(Part of a data file)
BEGIN
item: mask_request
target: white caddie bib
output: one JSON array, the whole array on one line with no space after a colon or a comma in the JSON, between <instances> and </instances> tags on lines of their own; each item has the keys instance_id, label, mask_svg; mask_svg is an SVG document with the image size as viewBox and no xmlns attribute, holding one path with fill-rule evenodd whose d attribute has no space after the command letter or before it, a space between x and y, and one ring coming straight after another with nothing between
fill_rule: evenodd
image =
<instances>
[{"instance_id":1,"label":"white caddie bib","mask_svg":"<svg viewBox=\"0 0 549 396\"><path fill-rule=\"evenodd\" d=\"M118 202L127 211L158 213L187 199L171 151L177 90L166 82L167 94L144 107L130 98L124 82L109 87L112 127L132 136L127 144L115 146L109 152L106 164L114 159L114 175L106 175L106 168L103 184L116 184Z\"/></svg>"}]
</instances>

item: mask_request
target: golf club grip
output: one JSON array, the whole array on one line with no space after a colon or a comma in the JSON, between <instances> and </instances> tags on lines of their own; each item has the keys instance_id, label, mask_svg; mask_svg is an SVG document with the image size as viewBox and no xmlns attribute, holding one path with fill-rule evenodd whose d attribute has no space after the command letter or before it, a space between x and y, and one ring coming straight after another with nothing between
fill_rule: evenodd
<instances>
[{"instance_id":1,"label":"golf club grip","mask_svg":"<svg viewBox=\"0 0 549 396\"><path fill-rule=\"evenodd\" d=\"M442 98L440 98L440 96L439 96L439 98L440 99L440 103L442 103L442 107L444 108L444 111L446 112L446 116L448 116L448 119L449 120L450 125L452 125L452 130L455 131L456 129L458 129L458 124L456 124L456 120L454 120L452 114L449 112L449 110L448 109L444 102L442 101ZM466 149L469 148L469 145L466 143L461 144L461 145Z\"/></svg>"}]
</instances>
END
• What you are asked to do: Print every line of the records above again, unchanged, from start to finish.

• Task answer:
item: mask_request
target: white caddie bib
output: one JSON array, the whole array on one line with no space after a colon or a comma in the JSON, between <instances> and </instances> tags on lines of their own; each item has the keys instance_id, label, mask_svg; mask_svg is an SVG document with the image size as viewBox and no xmlns attribute, holding one path with fill-rule evenodd whose d attribute has no space after the command letter or before it, a space between x and y, and one ring coming straight after another with nothing between
fill_rule: evenodd
image =
<instances>
[{"instance_id":1,"label":"white caddie bib","mask_svg":"<svg viewBox=\"0 0 549 396\"><path fill-rule=\"evenodd\" d=\"M118 202L127 211L158 213L187 199L171 151L177 90L166 82L167 94L144 107L130 98L124 82L109 87L112 127L132 136L127 144L115 146L109 152L106 164L114 159L114 175L106 175L106 168L103 184L116 184Z\"/></svg>"}]
</instances>

item: mask_request
target: golf club grip
output: one JSON array, the whole array on one line with no space after a colon or a comma in the JSON, between <instances> and </instances> tags on lines of their own; each item has the keys instance_id, label, mask_svg; mask_svg is an SVG document with the image size as viewBox and no xmlns attribute, holding one path with fill-rule evenodd whose d attribute has no space after the command letter or before it, a space between x and y, and one ring coming straight after another with nothing between
fill_rule: evenodd
<instances>
[{"instance_id":1,"label":"golf club grip","mask_svg":"<svg viewBox=\"0 0 549 396\"><path fill-rule=\"evenodd\" d=\"M442 98L440 98L440 96L439 96L439 98L440 99L440 103L442 103L442 107L444 108L444 111L446 112L446 116L448 116L448 119L449 120L450 125L452 125L452 130L455 131L456 129L458 129L458 124L456 124L456 120L454 120L452 114L449 112L449 110L448 109L444 102L442 101ZM466 149L469 148L469 145L466 143L461 144L461 145Z\"/></svg>"}]
</instances>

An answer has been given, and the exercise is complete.